20: Differentiable programming
Julia and its ecosystem provide some tools for differentiable programming. Trixi.jl is designed to be flexible, extendable, and composable with Julia's growing ecosystem for scientific computing and machine learning. Thus, the ultimate goal is to have fast implementations that allow automatic differentiation (AD) without too much hassle for users. If some parts do not meet these requirements, please feel free to open an issue or propose a fix in a PR.
In the following, we will walk through some examples demonstrating how to differentiate through Trixi.jl.
Forward mode automatic differentiation
Trixi.jl integrates well with ForwardDiff.jl for forward mode AD.
Computing the Jacobian
The high-level interface to compute the Jacobian this way is jacobian_ad_forward
. First, we load the required packages and compute the Jacobian of a semidiscretization of the compressible Euler equations, a system of nonlinear conservation laws.

■ Dataset records ■
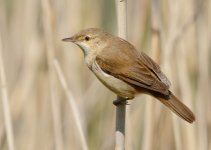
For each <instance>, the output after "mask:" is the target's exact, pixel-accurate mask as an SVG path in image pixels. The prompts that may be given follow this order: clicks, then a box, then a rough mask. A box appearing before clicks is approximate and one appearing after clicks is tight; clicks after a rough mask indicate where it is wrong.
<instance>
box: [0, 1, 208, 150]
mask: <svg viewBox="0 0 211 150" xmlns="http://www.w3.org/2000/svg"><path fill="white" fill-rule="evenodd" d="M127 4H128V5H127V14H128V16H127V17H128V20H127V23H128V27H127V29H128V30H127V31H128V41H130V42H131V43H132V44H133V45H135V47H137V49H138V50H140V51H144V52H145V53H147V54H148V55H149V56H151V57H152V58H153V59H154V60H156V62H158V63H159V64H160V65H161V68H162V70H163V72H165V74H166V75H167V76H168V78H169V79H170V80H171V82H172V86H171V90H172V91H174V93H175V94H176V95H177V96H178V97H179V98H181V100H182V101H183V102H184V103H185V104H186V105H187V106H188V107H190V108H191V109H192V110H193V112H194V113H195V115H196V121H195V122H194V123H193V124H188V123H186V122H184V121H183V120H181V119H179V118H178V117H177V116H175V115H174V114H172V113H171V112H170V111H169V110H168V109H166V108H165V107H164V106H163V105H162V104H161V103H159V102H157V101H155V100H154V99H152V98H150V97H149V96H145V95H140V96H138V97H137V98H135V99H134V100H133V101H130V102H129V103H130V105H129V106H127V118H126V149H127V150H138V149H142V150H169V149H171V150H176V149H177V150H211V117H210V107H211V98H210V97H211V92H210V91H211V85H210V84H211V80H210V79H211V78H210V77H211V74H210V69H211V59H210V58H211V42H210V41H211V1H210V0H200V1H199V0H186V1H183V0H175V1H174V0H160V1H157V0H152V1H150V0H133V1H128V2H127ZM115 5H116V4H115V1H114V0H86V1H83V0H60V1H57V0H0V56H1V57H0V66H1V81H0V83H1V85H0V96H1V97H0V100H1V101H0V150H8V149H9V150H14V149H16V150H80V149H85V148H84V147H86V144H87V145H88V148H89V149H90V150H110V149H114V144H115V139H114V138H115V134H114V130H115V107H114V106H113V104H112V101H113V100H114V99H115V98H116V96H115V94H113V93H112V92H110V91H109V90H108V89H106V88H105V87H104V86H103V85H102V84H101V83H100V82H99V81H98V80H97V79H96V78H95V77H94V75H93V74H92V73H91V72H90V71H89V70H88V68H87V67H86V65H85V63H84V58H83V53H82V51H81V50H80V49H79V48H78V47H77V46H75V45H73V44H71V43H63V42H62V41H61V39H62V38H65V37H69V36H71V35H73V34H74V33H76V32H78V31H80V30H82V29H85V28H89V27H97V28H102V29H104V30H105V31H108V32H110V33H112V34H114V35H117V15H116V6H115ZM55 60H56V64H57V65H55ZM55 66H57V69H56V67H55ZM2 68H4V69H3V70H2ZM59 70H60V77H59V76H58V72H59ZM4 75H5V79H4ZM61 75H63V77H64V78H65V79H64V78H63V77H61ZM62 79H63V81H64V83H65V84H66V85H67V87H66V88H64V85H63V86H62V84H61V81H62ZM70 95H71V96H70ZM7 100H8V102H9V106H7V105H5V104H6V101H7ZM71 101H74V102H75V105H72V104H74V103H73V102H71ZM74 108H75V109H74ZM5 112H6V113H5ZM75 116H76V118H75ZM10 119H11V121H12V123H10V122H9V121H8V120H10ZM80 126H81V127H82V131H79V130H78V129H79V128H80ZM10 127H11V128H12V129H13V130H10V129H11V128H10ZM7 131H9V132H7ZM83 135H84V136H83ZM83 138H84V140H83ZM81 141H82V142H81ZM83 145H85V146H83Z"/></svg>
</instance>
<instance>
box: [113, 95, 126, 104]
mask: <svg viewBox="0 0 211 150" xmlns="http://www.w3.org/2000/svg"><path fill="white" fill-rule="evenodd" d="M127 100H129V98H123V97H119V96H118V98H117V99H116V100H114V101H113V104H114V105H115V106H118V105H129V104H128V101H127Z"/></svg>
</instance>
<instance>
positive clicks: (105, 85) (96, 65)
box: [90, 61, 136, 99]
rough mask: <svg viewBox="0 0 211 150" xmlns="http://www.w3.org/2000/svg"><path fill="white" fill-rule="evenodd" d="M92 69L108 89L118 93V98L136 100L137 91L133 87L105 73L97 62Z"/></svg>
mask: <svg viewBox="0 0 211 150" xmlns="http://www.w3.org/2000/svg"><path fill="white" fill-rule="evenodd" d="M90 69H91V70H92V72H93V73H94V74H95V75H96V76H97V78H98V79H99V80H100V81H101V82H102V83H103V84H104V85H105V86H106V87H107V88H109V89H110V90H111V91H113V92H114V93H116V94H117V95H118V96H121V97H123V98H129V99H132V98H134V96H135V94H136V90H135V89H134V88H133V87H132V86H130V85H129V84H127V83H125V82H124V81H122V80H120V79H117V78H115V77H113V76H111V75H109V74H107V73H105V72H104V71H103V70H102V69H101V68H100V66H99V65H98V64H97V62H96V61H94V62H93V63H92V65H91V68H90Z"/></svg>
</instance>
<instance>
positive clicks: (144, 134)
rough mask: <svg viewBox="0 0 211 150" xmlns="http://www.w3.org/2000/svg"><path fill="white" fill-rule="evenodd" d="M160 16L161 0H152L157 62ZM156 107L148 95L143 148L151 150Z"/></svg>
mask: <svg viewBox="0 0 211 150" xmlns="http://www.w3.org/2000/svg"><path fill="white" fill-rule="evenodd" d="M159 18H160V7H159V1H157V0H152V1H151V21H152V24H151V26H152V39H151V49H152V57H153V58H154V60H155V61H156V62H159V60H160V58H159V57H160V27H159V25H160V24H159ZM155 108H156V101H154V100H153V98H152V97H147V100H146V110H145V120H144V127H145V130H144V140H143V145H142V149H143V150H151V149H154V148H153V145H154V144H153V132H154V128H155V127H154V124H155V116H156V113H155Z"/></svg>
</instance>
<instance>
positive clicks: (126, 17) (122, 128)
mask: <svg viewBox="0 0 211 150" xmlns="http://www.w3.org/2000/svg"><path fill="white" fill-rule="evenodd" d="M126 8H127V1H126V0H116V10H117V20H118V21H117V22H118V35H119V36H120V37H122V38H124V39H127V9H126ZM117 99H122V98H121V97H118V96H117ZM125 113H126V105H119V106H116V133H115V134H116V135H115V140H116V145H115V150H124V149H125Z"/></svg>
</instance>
--
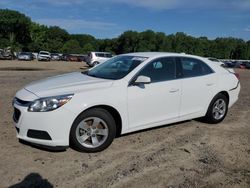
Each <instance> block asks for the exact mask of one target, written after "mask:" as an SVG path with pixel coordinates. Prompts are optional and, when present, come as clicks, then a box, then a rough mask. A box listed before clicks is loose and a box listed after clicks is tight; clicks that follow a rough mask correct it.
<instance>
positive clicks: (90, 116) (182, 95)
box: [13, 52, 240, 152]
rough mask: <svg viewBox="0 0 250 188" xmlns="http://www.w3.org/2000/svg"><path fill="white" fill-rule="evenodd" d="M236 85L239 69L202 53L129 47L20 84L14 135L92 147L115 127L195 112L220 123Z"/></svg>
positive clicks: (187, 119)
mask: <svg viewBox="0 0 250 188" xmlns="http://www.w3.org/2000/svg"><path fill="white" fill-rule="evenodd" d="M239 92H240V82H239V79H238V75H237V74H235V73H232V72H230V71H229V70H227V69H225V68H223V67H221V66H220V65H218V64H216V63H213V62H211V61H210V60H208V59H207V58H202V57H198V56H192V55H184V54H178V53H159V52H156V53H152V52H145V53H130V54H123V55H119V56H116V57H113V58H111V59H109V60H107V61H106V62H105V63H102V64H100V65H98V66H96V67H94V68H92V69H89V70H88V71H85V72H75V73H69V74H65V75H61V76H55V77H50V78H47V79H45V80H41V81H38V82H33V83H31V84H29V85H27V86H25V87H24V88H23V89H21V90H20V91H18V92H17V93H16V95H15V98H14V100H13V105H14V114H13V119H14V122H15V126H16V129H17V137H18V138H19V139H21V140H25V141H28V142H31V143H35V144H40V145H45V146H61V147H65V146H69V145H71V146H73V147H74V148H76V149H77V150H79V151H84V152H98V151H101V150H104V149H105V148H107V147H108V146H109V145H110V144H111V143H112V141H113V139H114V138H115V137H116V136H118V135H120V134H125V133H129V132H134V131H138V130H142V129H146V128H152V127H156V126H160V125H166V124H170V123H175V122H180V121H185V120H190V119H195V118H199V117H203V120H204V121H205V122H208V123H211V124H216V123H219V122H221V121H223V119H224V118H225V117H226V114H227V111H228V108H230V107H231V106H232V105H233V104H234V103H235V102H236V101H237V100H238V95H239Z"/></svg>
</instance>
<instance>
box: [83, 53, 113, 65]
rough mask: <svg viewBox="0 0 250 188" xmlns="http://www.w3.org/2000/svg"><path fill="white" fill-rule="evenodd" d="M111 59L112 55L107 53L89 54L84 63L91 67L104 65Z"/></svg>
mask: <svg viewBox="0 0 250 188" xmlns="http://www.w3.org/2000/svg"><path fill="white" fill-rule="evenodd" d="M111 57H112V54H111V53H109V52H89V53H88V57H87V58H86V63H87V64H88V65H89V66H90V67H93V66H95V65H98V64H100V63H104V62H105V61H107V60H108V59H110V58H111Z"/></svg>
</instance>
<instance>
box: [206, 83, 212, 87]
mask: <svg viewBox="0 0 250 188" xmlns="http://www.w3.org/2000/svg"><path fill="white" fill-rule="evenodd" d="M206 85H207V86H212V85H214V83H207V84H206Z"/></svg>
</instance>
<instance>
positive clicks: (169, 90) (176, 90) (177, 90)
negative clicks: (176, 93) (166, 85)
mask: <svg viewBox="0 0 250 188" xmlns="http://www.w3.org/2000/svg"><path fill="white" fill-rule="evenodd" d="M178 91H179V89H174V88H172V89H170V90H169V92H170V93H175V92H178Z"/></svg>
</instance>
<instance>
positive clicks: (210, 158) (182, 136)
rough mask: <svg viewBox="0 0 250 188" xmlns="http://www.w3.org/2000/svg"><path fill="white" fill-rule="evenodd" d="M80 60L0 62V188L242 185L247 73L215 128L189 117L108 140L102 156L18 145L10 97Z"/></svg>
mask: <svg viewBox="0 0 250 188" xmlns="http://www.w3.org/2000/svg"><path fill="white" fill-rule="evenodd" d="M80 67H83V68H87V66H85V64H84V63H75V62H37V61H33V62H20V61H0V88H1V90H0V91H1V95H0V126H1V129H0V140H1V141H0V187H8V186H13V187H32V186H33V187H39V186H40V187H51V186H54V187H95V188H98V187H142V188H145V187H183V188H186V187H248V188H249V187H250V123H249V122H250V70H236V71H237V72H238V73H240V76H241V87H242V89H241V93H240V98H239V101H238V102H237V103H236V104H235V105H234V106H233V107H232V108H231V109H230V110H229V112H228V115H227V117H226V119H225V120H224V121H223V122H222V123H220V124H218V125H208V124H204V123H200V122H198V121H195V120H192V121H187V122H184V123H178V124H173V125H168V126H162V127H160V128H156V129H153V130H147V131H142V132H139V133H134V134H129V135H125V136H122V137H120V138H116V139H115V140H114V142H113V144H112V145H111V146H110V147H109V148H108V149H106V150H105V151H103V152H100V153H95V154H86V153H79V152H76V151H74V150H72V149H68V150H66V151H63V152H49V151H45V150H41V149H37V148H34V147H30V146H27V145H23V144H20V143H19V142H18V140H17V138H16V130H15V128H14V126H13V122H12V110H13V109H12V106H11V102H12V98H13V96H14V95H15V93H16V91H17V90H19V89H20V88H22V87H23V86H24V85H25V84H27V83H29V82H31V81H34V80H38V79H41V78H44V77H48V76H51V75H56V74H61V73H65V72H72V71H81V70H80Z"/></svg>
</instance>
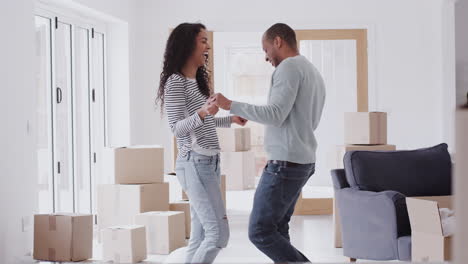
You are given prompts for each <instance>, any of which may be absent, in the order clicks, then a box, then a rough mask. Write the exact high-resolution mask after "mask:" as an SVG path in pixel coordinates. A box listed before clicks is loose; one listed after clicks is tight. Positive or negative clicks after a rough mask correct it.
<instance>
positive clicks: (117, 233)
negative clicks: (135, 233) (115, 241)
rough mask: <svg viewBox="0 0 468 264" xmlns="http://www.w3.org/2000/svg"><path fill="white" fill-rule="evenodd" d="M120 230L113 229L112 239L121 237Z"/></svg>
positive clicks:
--
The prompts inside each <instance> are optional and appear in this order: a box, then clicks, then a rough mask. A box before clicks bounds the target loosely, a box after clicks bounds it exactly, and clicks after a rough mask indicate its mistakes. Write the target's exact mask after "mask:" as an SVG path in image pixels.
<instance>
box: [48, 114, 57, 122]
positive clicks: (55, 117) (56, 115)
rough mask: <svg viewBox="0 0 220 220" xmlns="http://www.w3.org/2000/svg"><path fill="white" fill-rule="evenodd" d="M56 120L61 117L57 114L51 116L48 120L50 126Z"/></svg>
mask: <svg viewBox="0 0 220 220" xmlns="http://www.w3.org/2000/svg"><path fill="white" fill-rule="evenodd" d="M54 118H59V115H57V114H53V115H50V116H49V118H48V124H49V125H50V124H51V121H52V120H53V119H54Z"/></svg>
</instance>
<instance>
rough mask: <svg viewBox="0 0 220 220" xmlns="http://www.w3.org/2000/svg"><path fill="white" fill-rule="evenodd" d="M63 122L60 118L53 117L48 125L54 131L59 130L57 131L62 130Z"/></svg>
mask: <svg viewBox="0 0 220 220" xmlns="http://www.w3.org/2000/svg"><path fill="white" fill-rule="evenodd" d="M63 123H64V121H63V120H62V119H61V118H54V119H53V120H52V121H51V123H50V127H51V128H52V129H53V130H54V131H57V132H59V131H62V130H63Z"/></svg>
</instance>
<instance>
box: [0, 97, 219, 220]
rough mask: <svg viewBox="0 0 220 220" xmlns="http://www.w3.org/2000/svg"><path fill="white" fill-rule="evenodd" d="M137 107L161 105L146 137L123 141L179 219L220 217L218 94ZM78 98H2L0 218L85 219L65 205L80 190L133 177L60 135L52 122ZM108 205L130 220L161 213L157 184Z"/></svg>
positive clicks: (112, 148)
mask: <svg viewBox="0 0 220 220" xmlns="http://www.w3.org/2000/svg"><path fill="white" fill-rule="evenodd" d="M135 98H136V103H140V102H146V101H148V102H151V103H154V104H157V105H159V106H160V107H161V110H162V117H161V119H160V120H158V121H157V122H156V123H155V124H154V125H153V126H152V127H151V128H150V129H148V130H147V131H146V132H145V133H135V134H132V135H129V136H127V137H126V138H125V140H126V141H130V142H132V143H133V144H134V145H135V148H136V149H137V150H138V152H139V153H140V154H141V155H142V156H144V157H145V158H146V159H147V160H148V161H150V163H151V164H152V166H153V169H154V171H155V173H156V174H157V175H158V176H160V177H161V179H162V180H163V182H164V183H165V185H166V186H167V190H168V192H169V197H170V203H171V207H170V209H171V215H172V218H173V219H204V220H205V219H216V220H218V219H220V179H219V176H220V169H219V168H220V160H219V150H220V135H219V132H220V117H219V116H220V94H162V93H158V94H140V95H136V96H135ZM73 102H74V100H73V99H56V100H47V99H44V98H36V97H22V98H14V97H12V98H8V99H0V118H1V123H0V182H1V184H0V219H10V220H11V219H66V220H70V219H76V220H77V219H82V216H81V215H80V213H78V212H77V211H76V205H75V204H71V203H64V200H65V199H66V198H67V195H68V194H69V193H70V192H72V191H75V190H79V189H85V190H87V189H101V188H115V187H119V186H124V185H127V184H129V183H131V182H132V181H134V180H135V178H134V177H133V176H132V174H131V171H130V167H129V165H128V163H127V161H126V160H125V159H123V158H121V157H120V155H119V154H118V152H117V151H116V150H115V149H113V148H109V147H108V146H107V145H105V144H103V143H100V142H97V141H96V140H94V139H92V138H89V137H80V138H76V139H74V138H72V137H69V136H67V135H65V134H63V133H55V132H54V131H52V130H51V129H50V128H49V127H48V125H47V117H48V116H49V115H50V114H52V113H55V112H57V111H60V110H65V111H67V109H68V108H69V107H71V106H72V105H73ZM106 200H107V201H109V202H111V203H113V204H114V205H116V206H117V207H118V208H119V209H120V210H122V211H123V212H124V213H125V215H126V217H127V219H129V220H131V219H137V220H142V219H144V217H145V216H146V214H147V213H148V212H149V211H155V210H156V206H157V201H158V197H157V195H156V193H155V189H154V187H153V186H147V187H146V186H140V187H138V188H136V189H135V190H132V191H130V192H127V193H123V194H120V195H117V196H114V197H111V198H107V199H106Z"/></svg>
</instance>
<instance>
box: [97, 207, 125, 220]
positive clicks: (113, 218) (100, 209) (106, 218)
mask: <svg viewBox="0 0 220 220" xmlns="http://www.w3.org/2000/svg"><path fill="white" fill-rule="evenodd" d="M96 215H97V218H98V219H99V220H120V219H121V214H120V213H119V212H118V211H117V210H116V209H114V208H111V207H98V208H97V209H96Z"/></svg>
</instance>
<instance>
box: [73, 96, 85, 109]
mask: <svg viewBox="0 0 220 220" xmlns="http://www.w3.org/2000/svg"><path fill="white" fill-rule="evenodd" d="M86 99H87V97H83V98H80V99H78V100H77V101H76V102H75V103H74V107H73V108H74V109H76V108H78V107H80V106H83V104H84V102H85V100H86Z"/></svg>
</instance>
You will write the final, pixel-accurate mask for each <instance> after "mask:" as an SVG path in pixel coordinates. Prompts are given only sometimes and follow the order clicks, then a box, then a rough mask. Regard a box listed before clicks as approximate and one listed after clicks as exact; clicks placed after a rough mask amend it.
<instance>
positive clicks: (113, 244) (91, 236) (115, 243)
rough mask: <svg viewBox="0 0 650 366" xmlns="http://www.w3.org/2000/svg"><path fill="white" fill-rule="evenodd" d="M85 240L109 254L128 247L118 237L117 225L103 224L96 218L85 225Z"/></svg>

■ Instructions ■
A - Answer these questions from the differentiable programming page:
(i) Which package does Trixi.jl work with for forward mode AD?
(ii) What is the high-level interface for computing the Jacobian this way?
(iii) Which system of equations is semidiscretized in the Jacobian example?
B - According to the differentiable programming page, what qualities is Trixi.jl designed to have? List all of them.
C - How would you render this sentence from the differentiable programming page in German: "Trixi.jl integrates well with ForwardDiff.jl for forward mode AD."

■ Solutions to the tasks ■
A -
(i) ForwardDiff.jl
(ii) jacobian_ad_forward
(iii) The compressible Euler equations, a system of nonlinear conservation laws

B -
- Flexible
- Extendable
- Composable with Julia's growing ecosystem for scientific computing and machine learning

C - Trixi.jl lässt sich gut mit ForwardDiff.jl für automatisches Differenzieren im Vorwärtsmodus integrieren.